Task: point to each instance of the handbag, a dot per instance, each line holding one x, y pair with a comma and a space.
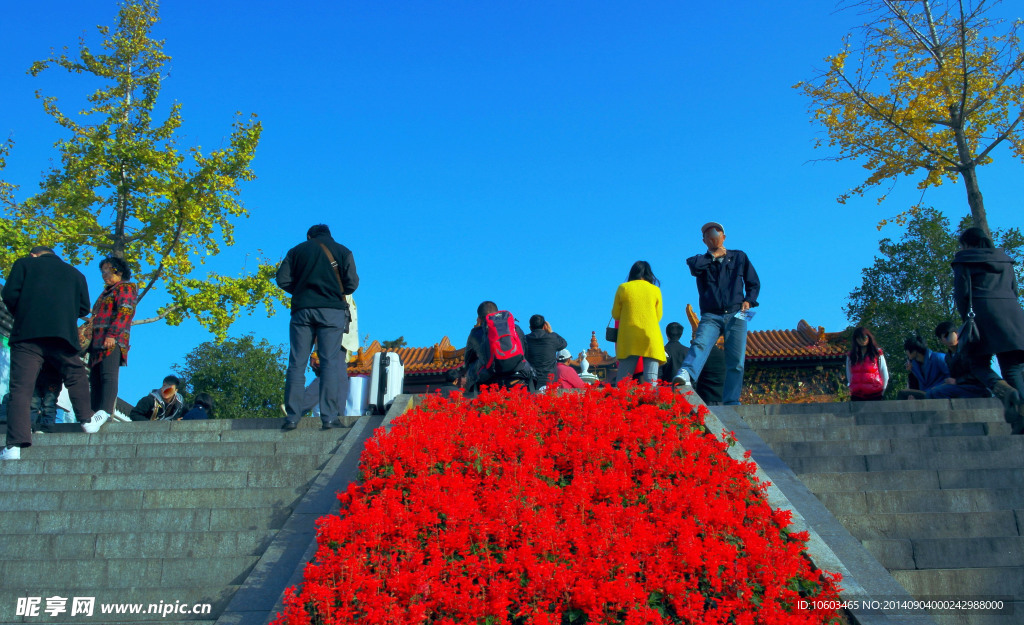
969, 331
611, 332
85, 336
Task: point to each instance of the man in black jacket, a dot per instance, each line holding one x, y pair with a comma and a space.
477, 356
46, 296
728, 288
318, 274
164, 404
542, 347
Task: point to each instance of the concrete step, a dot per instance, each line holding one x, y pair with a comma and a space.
115, 482
134, 544
200, 450
212, 599
1012, 616
964, 583
931, 525
860, 432
1004, 459
288, 463
842, 408
953, 500
872, 418
941, 553
176, 519
272, 424
130, 573
866, 447
150, 499
912, 480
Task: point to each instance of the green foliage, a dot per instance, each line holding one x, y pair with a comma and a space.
909, 288
245, 377
768, 383
122, 185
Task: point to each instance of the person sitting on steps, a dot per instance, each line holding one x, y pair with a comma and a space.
164, 404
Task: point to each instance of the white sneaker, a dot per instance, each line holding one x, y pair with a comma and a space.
683, 377
97, 419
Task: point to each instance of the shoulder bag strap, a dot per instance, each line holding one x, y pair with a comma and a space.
337, 269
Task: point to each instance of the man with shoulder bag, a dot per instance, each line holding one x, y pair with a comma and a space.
317, 273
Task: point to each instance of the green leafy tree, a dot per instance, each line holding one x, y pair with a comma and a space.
932, 87
122, 185
245, 377
909, 287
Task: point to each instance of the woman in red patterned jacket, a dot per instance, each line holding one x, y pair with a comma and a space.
112, 317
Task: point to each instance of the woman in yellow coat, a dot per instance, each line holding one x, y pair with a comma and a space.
638, 310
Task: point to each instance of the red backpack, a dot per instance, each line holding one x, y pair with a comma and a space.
503, 341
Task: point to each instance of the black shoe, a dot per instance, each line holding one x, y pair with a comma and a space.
1011, 402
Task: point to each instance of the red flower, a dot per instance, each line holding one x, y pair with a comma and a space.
614, 505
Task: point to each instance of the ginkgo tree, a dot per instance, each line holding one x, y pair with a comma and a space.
122, 185
930, 89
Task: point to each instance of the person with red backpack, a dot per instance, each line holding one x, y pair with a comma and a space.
497, 350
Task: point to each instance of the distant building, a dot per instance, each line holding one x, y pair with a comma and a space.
782, 366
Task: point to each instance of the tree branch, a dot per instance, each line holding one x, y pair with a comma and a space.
174, 242
964, 83
1003, 136
886, 118
139, 322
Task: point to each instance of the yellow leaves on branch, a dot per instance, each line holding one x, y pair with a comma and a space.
921, 95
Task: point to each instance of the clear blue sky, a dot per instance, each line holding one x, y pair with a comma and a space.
526, 153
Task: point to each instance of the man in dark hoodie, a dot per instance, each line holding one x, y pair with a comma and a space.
542, 351
164, 404
318, 274
46, 296
984, 283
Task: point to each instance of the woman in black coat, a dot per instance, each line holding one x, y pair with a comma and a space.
989, 272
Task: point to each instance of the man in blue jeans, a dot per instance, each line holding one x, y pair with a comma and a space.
728, 287
318, 274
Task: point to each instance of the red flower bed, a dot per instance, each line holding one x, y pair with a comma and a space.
610, 506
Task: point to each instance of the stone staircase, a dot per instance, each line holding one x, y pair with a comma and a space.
934, 490
168, 513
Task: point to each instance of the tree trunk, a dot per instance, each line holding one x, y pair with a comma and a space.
975, 200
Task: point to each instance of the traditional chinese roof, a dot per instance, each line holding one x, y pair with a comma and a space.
438, 358
806, 344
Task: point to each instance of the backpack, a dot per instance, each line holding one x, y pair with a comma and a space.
503, 342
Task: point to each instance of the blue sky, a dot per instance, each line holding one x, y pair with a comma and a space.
526, 153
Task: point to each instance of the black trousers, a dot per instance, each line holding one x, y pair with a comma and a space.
27, 360
103, 381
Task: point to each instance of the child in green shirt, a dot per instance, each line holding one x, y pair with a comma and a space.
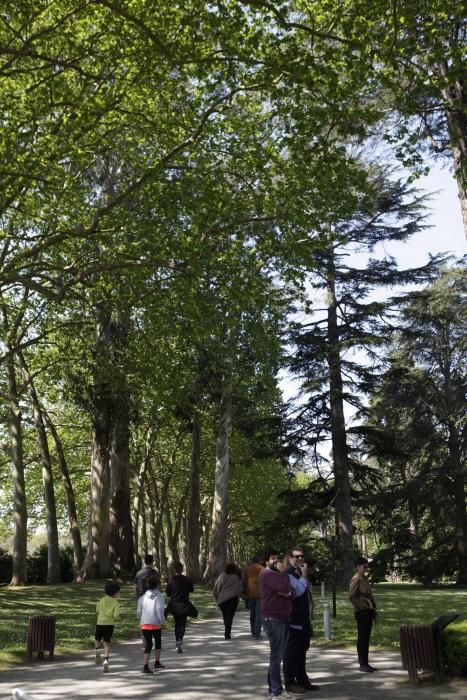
108, 611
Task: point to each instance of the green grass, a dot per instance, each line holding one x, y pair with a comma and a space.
74, 605
397, 604
75, 608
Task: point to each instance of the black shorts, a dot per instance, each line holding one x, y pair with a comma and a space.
104, 632
148, 635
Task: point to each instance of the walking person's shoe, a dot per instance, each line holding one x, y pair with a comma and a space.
294, 688
308, 685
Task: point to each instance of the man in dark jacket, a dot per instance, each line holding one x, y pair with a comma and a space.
179, 589
143, 574
298, 643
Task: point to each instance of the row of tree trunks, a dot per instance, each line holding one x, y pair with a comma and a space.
20, 514
342, 492
75, 531
53, 549
218, 535
194, 507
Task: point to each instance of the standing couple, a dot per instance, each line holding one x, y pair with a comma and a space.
286, 611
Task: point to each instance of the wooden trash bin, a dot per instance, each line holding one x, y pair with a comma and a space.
421, 647
41, 636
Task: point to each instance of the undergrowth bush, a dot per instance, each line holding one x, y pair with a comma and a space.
454, 646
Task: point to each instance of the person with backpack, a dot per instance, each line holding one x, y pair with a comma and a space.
179, 589
151, 614
143, 574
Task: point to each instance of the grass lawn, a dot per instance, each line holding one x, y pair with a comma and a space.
397, 604
75, 608
74, 605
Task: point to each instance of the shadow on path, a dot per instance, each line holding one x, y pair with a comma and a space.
215, 668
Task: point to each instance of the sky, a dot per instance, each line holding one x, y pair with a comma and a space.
447, 232
445, 235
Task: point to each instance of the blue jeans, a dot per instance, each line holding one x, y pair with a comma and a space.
255, 616
278, 631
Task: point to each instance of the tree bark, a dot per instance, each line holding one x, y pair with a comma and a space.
194, 507
455, 100
53, 549
120, 525
20, 514
342, 497
97, 557
75, 532
460, 509
218, 539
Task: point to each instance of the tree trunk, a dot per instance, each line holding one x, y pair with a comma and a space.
97, 557
194, 507
218, 539
455, 100
53, 549
20, 514
460, 509
170, 535
75, 532
342, 497
120, 526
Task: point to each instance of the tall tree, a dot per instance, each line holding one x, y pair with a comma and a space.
384, 211
417, 433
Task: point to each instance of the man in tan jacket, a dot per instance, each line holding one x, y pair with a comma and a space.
365, 611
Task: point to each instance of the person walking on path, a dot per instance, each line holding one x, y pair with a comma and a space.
276, 606
108, 612
143, 574
251, 592
227, 590
365, 611
295, 676
151, 613
179, 589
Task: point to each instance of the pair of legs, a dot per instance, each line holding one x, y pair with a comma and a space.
148, 636
255, 617
180, 626
277, 631
228, 608
298, 643
364, 620
103, 635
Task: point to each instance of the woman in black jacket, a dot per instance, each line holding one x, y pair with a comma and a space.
179, 589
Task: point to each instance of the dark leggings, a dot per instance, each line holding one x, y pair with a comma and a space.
148, 635
180, 624
364, 620
228, 608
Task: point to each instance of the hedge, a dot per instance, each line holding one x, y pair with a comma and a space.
454, 648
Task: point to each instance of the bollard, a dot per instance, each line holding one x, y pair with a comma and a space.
327, 621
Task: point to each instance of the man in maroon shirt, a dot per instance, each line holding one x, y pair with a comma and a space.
275, 593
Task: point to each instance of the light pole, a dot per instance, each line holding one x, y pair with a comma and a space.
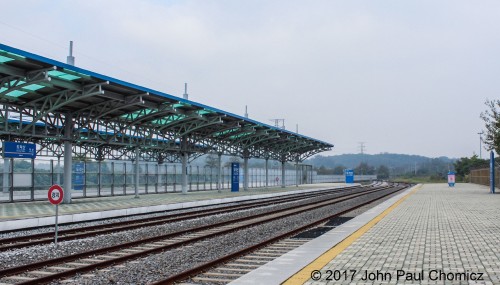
480, 146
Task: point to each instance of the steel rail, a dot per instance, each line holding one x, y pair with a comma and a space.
90, 231
245, 220
181, 276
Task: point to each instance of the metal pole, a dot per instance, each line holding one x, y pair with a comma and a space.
283, 174
68, 158
137, 154
32, 179
245, 173
219, 172
58, 170
184, 173
11, 180
480, 146
492, 172
99, 178
6, 168
112, 178
267, 172
57, 215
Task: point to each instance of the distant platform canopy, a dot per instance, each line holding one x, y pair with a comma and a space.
49, 102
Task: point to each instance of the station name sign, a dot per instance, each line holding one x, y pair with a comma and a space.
19, 150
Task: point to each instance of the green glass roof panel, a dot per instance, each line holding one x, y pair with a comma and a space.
69, 77
63, 75
205, 112
241, 135
5, 59
221, 133
33, 87
16, 93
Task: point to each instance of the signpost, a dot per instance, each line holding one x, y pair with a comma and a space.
235, 177
19, 150
56, 195
451, 179
492, 172
349, 176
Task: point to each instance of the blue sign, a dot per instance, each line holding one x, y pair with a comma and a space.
451, 179
349, 176
78, 176
19, 150
235, 177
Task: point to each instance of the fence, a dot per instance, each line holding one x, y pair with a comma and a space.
29, 180
482, 176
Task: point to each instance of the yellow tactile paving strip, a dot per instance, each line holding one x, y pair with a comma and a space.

To be done –
Exact repetition is required for the lines from the one that contains "Task: point to each instance of the blue sign, a" through the final line; leave out everything else.

Final result –
Task: point to each instance of the blue sign, a dot per instance, each line holding one x, y pair with a comma and a space.
451, 179
349, 176
78, 176
19, 150
235, 177
Task: point to each instance of the fence, a dot per instance, each line holding one x, y pair with a comma and a space.
29, 180
482, 176
Task: point to each instance of the yellow tactile paving strip, a dot per instance, each line holding one x, y pair with a comma and a space.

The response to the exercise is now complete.